**PROVIDED DATA**.
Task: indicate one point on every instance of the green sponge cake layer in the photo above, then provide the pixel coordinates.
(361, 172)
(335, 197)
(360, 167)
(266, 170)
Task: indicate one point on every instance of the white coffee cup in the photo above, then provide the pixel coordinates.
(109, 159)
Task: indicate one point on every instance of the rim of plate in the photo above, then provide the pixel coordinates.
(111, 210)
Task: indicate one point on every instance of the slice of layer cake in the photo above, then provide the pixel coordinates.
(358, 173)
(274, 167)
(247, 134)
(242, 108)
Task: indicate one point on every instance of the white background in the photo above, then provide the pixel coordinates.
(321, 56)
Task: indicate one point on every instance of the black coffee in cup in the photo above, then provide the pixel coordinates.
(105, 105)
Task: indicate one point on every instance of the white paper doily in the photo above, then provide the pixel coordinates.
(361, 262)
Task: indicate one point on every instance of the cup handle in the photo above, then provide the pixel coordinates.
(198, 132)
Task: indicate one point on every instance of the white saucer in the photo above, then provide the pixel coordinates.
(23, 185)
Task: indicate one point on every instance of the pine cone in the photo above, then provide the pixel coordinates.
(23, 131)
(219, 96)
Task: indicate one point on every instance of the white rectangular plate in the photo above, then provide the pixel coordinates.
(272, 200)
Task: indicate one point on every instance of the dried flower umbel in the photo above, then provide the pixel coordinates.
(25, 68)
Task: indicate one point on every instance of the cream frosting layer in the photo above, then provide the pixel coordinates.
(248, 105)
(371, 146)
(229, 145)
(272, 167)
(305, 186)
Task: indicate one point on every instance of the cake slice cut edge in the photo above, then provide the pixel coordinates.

**AIM OF THE TASK**. Reproduce only the lines running from the one with "Task: indicate one point on every instance of the white saucer" through the final line of the listing above, both ends included.

**WRITTEN REPLY**.
Task: indicate one point on every instance of the white saucer in the photo above, then provide the pixel coordinates.
(23, 185)
Task: indicate one point on every instance of the pine cone in the photo above, then provide the pixel coordinates.
(23, 131)
(219, 96)
Task: indicate one point on every instance of the white rectangular plate in the photo above, then provide the pixel coordinates.
(272, 200)
Task: indicate one point on every instance of the dried flower umbel in the photo above, then provide the pixel coordinates.
(25, 68)
Task: indicate one point on every instance of the cream frosting layer in the photo above, then provide the pixel coordinates.
(248, 105)
(371, 146)
(229, 145)
(272, 167)
(305, 186)
Task: indicate one point on every instance of the cake slice cut edge in the photo above, then provide the pixel coordinates.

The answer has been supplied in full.